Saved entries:
* * * * * * *

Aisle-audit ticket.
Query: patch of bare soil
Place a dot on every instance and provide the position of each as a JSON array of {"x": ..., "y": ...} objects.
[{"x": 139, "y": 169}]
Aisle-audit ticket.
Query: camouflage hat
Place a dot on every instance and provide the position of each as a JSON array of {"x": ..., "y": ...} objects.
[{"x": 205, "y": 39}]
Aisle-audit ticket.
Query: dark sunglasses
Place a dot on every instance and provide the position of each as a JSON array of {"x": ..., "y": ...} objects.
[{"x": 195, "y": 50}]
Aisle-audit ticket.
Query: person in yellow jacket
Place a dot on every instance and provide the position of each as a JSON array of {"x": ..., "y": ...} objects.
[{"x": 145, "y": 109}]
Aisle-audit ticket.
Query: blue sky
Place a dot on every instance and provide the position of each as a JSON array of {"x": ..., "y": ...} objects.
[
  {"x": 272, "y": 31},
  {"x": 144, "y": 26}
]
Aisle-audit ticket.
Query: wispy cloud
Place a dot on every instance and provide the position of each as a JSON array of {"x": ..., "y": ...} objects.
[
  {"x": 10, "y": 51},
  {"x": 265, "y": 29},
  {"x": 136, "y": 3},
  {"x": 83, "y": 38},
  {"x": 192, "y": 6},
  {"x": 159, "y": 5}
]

* * * * * * *

What to do: All of the entries above should be written out verbatim.

Response area:
Aisle-audit ticket.
Query: patch of bare soil
Place a dot on every instance and provide the position of each as a JSON array of {"x": ..., "y": ...} objects.
[{"x": 139, "y": 169}]
Aisle-audit ticket.
Query: camouflage hat
Place a dot on every instance and provide the position of each as a JSON array of {"x": ..., "y": ...} objects.
[{"x": 205, "y": 39}]
Aisle-audit ticket.
Query: dark sunglasses
Place a dot on every instance and provide the position of each as a JSON array of {"x": ..., "y": ...} objects.
[{"x": 195, "y": 50}]
Aisle-audit ticket.
Query: person in yellow jacket
Place a dot on every instance and provide the position of each as a JSON array of {"x": ..., "y": ...} objects.
[{"x": 145, "y": 109}]
Aisle-audit ticket.
Query: blue sky
Place a dot on every instance and provide the position of each as a JSON array of {"x": ..., "y": ...} objects.
[
  {"x": 272, "y": 31},
  {"x": 144, "y": 26}
]
Aisle-audit ticket.
Query: wispy cloud
Place a dot on every instance and provide the position of each as a JSON array of {"x": ..., "y": ...} objects.
[
  {"x": 10, "y": 51},
  {"x": 265, "y": 29},
  {"x": 136, "y": 3},
  {"x": 83, "y": 38},
  {"x": 192, "y": 6},
  {"x": 159, "y": 5}
]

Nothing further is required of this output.